-- Texto de lectura --
::::::::::
(Cfr. www.almudi.org)
(Pr 9,1-6) "Comed de mi pan y bebed el vino que he mezclado"
(Ef 5,15-20) "Daos cuenta de lo que el Señor quiere"
(Jn 6,51-58) "Mi carne es verdadera comida y mi sangre es verdadera bebida"
El Padre que vive me ha enviado, y Yo vivo por el Padre; del mismo modo el que me come vivirá por Mí”. Jesús no nos ha dado solamente una doctrina y un ejemplo para que sepamos orientarnos cara a la felicidad eterna que nos aguarda en el Cielo, se nos ha dado Él mismo.
La presencia de Cristo en la Eucaristía y su deseo de que nos alimentemos de ella es el testimonio más elocuente de su amor por nosotros. Es la Alianza nueva y eterna, un pacto por el que Dios se compromete a no abandonar a los suyos en sus necesidades y por el que honra al hombre que más puede enorgullecerle. Una amistad, una intimidad que eclipsa a cualquier otra que una persona humana pueda disfrutar en esta tierra.
Una persona puede dar a otra que se cruza en su camino cosas de su propiedad y que son signos de su afecto, su confianza, su gratitud, su fidelidad. Las personas pueden hacer que otras participen de sus conocimientos, sus experiencias, sus vivencias, sus proyectos, su dinero..., incluso pueden darse a sí mismo. No dar cosas suyas sino darse ellas mismas. Es el amor de amistad, o el conyugal también, en el que se realiza un intercambio en la manera de pensar, de sentir, imaginar y querer, que desemboca en un proyecto común. También en la Eucaristía se realiza una unión similar, con la diferencia de que en Cristo no hay defectos ni limitaciones de ningún género. Esta unión nos enriquece más que ninguna otra porque nos hace concorpóreos y consanguíneos de Jesucristo. Esto es, nos va endiosando, purificándonos, comunicándonos su vida inmortal. Los frecuentes encuentros con Él en la Comunión van transformándonos poco a poco, santificándonos. “Dándose a nosotros, Cristo reaviva nuestro amor y nos hace capaces de romper los lazos desordenados con las criaturas y arraigándonos en Él” (C.E.C. 1394).
::::::::::
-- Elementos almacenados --
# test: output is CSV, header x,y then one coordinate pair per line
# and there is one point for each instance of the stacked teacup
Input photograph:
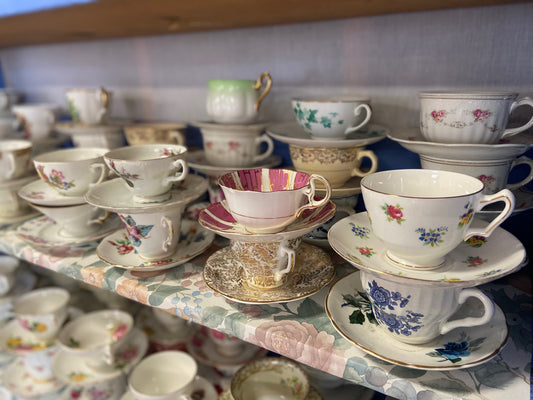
x,y
33,337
::::::::::
-- Tarea pendiente --
¿Puedes seguir escribiendo el comentario sobre la Eucaristía a partir de su última frase?

-- Resultado obtenido --
“¿Cómo escapar, en medio de las luchas de la vida, a esos inevitables desfallecimientos que acaecen a pesar de nuestro y a causa de nuestra fragilidad? Las múltiples inclinaciones, que sin cesar renacen, de nuestro amor propio, de nuestra sensibilidad desordenada, de nuestro temperamento, las mil ocasiones de caída que sorpresivamente se nos atraviesan en nuestra vida, siempre sobrecargada, la perenne dispersión a las que nos empujan nuestras actividades profesionales y sociales, el agotamiento, la anemia espiritual, que nos acechan sino no sabemos hacer que todo vuelva a la unidad por el amor; todo este lote de disipación cotidiana que nos desvía del pensamiento único de Dios, encuentra maravilloso remedio en la Comunión diaria” (M. M. PHILIPON).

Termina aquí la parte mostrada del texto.